> REQUIRED TASK 1
In the text on Sphinx caveats, which two directives are said to have a scoping effect?
> REQUIRED TASK 2
List every directive named in the text on Sphinx caveats.
> REQUIRED TASK 3
Continue the text on Sphinx caveats from its final sentence.

> SOURCE EXTRACT
Sphinx Caveats

This is a rough sketch of some things that I’ve learned about the Sphinx documentation generation system. I should probably spend some time to collect what I’ve learned in a more coherent and durable format, but this will have to do for now:

If you describe a type in parameter documentation it will automatically link to the Python documentation for that type when using the Python Domain and if you have intersphinx connected. That’s pretty cool.
Sphinx let’s you define a scope for a file in some cases. If you’re documenting command-line options to a program. (i.e. with the “program” with subsidiary “option” directives,) or if you’re documenting Python objects and callables within the context of a module, the module and program directives have a scoping effect.

Cool but it breaks the reStructuredText idiom, which only allows you to decorate and provide semantic context for specific nested blocks within the file. As in Python code, there’s no way to end a block except via white-space,¹ which produces some very confusing markup effects.

The “default-domain” directive is similarly… odd.
Sphinx cannot take advantage of multiple cores to render a single project, except when building multiple outputs (i.e. PDF/LaTeX, HTML with and/or directories.) if with a weird caveat that only one builder can touch the doctree directory at once. (So you either need to put each builder on its own doctree directory, or let one build complete and then build the reset in parallel.)

For small documentation sets, under a few dozen pages/kb, this isn’t a huge problem, for larger documentation sets this can be quite frustrating.²

This limitation means that while it’s possible to write extensions to Sphinx to do additional processing of the build, in most cases, it makes more sense to build custom content and extensions that modify or generate reStructuredText or that munge the output in some way. The include directive in reStructuredText and milking the hell out of make are good places to started.

Records from a collection:
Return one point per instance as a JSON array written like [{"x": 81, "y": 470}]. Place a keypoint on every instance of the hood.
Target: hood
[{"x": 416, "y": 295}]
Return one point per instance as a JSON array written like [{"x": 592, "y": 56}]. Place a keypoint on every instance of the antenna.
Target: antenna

> EXPECTED OUTPUT 1
The module and program directives.

> EXPECTED OUTPUT 2
program, option, module, default-domain, include

> EXPECTED OUTPUT 3
Be careful when instantiating objects in Sphinx’s conf.py file: since Sphinx stores the pickle (serialization) of conf.py and compares that stored pickle with the current file to ensure that configuration hasn’t changed (changed configuration files necessitate a full rebuild of the project.) Creating objects in this file will trigger full (and often unneeded) rebuilds.
Delightfully, Sphinx produces .po file that you can use to power translated output, using the gettext sphinx builder. Specify a different doctree directory for this output to prevent some issues with overlapping builds. This is really cool.

Sphinx is great. Even though I’m always looking at different documentation systems and practices I can’t find anything that’s better. My hope is that the more I/we talk about these issues and the closer I/we’ll get to solutions, and the better the solutions will be.

Onward and Upward!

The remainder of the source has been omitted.